* [PROBLEM TO SOLVE]: Retype the passage from the blog post on money and oneness, from "Altruism vs. Selfishness?" up to and including "as separate things.", with no changes.

Money, Oneness, and Division

From my blog post of Dec 2, 2014

Altruism vs. Selfishness?

This gets me all excited.  This essay is a teaser of what's to come.  I'm working on an essay, "Money: the House Divided", showing how the money mentality skews our vision of the universe into divisions and duality, a lack of realization of the oneness of all things.  One example is in the concepts of altruism and selfishness.  In our minds, it's either one or the other, altruism or selfishness.  We think of altruism and selfishness as separate things.

We think of altruism as selfless sacrifice for others.  We think of selfishness as serving the self at the expense of others.  But look at the reality of a living body. 

If your left hand scratches an itch your right cheek, is your left hand being selfish or is it being altruistic?  Does your left hand expect any kind of payment, any kind of reward, by scratching your right cheek?  Herein lies the philosophy of living without money or conscious barter.  Freely give, freely receive, expecting nothing in return, because you realize the whole universe is one body.  Anything else is delusion.

* [DATA RECORDS]:
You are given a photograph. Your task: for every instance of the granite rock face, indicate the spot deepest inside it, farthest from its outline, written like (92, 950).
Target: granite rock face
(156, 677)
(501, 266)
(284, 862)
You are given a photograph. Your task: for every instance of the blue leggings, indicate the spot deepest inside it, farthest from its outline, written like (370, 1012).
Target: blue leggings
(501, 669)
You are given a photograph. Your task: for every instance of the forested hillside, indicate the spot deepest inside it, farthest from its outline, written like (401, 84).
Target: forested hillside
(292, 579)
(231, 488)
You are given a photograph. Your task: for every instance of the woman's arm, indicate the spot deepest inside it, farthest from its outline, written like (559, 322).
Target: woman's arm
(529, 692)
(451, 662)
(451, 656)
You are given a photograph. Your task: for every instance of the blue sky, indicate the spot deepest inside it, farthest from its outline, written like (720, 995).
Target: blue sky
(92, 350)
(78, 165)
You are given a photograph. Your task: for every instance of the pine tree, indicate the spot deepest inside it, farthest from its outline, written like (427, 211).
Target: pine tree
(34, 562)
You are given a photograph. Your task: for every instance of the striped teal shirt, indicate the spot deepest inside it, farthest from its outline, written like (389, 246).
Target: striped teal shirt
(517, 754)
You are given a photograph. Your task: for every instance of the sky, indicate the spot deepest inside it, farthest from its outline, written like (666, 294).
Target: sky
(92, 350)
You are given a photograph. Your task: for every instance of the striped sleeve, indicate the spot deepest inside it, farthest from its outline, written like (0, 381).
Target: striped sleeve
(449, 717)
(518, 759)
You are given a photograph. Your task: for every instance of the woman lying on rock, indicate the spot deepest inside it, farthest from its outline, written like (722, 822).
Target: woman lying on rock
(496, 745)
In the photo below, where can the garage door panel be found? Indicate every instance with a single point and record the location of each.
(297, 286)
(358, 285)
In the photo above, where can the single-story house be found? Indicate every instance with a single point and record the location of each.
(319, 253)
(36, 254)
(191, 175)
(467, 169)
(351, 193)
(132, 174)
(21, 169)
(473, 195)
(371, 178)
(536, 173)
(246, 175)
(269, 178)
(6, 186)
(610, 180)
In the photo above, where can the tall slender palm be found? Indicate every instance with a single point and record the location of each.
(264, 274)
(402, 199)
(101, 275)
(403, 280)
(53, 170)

* [EXERCISE SOLUTION]:
Altruism vs. Selfishness?

This gets me all excited.  This essay is a teaser of what's to come.  I'm working on an essay, "Money: the House Divided", showing how the money mentality skews our vision of the universe into divisions and duality, a lack of realization of the oneness of all things.  One example is in the concepts of altruism and selfishness.  In our minds, it's either one or the other, altruism or selfishness.  We think of altruism and selfishness as separate things.